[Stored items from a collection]

• • •

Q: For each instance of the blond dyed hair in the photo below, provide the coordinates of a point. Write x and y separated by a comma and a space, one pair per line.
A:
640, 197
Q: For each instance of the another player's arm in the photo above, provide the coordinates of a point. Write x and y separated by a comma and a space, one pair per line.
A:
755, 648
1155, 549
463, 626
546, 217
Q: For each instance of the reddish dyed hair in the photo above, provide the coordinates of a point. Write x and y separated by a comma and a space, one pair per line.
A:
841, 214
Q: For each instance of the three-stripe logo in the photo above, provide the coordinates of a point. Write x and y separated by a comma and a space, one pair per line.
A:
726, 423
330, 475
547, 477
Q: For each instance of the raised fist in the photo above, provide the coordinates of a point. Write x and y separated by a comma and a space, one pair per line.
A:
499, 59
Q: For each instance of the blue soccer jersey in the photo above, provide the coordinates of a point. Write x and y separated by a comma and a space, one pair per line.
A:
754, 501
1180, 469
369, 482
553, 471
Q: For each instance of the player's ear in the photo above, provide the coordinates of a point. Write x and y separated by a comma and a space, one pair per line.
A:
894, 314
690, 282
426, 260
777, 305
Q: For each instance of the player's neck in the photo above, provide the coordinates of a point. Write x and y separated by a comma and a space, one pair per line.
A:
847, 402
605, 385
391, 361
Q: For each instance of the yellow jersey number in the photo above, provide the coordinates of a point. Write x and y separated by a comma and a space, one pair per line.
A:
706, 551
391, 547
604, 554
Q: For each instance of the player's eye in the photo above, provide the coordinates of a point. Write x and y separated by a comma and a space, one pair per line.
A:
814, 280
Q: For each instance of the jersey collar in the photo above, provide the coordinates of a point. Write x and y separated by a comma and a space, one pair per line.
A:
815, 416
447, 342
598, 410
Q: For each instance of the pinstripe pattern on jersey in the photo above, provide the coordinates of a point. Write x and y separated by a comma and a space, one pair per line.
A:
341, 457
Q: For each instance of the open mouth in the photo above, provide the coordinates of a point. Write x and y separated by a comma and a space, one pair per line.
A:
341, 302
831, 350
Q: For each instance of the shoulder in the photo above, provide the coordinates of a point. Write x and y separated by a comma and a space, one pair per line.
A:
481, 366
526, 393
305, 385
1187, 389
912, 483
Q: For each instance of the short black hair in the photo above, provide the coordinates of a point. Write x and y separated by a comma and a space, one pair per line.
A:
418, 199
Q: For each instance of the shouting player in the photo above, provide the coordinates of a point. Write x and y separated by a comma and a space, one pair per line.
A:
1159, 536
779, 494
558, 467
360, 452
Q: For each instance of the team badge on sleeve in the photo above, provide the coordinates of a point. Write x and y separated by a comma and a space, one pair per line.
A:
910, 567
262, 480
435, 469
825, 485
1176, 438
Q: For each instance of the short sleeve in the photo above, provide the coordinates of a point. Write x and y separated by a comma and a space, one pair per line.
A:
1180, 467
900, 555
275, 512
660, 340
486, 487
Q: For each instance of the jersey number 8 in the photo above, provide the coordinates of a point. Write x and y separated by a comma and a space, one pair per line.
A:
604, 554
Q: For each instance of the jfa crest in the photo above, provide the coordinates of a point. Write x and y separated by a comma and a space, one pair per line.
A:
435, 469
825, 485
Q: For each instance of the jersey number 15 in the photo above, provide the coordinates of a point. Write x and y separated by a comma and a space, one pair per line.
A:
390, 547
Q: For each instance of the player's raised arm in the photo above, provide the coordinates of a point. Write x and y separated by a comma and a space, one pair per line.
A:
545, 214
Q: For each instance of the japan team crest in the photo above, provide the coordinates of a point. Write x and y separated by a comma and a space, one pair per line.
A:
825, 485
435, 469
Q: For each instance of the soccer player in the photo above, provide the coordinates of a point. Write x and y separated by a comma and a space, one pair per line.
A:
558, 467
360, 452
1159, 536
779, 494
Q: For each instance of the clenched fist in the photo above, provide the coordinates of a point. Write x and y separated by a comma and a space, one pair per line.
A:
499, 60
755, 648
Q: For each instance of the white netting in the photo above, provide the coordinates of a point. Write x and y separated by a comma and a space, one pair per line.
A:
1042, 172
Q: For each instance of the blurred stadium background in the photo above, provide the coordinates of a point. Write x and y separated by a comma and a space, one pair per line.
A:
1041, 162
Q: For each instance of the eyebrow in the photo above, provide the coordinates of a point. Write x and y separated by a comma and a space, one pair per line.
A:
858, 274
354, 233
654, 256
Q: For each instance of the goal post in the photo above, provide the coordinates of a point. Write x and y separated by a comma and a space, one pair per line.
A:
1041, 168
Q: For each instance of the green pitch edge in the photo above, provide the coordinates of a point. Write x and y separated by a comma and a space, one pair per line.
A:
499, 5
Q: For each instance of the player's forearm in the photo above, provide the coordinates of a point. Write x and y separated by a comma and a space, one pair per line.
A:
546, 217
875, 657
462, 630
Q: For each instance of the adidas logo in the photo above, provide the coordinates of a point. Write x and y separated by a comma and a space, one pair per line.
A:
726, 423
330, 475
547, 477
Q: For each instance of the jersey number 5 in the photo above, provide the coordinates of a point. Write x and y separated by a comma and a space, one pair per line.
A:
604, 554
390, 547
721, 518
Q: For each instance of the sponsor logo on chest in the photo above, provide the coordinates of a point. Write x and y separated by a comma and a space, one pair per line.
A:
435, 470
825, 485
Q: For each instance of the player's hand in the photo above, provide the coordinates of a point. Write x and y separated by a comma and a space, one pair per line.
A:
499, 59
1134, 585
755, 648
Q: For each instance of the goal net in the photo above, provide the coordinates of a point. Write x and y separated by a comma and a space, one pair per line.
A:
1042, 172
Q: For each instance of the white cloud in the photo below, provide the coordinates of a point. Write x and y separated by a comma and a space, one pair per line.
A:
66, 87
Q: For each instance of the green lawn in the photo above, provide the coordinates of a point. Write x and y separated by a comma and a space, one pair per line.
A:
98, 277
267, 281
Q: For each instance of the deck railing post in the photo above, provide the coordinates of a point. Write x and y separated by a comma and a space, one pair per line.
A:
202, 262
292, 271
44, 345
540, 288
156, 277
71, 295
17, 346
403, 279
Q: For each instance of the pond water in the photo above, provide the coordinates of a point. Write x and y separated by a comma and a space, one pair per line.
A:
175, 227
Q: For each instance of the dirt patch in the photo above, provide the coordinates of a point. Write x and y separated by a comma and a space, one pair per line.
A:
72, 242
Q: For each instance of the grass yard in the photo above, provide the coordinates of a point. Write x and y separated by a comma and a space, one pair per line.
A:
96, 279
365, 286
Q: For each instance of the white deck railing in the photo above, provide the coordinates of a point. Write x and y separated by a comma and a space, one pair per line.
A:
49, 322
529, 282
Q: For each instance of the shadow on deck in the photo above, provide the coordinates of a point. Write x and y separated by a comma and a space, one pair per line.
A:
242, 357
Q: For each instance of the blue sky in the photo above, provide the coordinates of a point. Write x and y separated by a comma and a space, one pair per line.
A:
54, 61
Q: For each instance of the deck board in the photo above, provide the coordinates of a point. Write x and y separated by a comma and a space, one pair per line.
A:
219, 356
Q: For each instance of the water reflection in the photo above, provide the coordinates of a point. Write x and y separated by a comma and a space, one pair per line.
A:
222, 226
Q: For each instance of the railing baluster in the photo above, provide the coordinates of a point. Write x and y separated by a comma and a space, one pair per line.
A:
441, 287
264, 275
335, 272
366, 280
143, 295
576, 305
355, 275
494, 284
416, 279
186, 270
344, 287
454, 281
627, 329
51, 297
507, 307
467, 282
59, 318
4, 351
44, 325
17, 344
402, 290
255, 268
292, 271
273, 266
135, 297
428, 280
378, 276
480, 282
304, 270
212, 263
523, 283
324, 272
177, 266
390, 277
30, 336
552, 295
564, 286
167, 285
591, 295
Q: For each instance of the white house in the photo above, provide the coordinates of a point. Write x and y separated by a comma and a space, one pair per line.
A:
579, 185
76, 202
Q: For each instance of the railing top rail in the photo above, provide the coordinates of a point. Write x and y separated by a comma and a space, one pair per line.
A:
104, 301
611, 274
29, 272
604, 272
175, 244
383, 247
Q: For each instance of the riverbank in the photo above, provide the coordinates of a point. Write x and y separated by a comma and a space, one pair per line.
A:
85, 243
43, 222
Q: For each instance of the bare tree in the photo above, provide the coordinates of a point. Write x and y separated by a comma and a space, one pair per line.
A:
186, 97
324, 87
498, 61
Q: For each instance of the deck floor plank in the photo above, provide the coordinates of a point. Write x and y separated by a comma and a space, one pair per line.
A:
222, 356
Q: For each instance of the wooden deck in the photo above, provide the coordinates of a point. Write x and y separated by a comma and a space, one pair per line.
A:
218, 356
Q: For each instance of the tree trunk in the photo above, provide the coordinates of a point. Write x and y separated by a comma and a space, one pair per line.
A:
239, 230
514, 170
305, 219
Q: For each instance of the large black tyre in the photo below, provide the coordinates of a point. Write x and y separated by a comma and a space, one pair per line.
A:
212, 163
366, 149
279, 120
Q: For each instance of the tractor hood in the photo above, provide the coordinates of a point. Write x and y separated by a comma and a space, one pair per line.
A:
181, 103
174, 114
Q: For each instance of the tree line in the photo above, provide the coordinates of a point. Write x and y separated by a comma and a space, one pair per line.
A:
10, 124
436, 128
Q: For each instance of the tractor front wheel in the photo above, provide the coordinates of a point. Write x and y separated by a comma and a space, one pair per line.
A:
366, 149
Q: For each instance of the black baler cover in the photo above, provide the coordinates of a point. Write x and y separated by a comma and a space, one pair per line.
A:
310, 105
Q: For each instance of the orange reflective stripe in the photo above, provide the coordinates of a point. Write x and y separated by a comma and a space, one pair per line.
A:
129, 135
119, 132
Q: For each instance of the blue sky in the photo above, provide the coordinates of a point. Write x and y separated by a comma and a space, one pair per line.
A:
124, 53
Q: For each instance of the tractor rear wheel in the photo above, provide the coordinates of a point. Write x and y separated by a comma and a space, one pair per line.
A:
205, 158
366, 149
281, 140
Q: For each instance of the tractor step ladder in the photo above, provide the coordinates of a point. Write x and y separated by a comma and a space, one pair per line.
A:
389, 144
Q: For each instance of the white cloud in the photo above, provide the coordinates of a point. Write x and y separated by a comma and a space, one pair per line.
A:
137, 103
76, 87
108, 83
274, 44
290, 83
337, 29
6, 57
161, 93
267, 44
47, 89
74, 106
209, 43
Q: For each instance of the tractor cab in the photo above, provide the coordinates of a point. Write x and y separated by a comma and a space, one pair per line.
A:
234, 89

• • •

Copy the data word for word, starting at the line that contains "Q: For each instance of the large" and stopping at the end of the data.

• **Answer in full**
Q: For each instance of the large black tyre in the photo below, provide the coordinates of a point. Write x and y separated by a comma and a space, one pair per line.
A:
212, 163
366, 149
279, 120
Q: For each instance of the tractor hood in the photo above, provide the coordinates of a point. Write x and y separated by a comma and a space, one pair per line.
A:
181, 103
174, 114
Q: For each instance of the tree line in the photo above, provide the coordinates of a point. Write x and y separated by a comma and a space, one pair per line.
A:
10, 124
436, 128
Q: For each instance of the tractor front wheel in the photo above, provide the coordinates of a point. Write x and y separated by a comma and a space, one pair per line.
A:
366, 149
Q: For each instance of the black baler cover in the photo above, provide the coordinates of a point. Write x and y separated by a comma and a space, one pair per line.
A:
310, 105
Q: For each instance of the orange reflective stripe in the photo above, provide the coordinates of a point. Write x and y separated by a comma and a space, one pair per line.
A:
129, 135
119, 132
Q: For each instance of the blue sky in the photo above, provide the coordinates of a point. Write x and y separated by a comma and a space, one pair per line.
A:
124, 53
Q: For each instance of the tractor rear wheel in the photo above, provide the coordinates of a point. Write x and y separated by a comma and a space, one pair per line.
A:
205, 158
366, 149
281, 140
Q: For each instance of the tractor step ladder in the photo above, provide the coordinates of a point. Write x and y separated by a comma and a space, one pair per line.
A:
389, 144
Q: For each instance of the white cloud in the photo above, provide the coordinates of a point. Write x and y separated by a comma and a space, one pair per line.
A:
137, 103
76, 87
108, 83
274, 44
290, 83
337, 29
6, 57
161, 93
267, 44
47, 89
74, 106
209, 43
Q: For each instance of the tractor cab in the photo above, provide the coordinates of a point. Write x and y separated by a comma and a space, one pair per line.
A:
234, 89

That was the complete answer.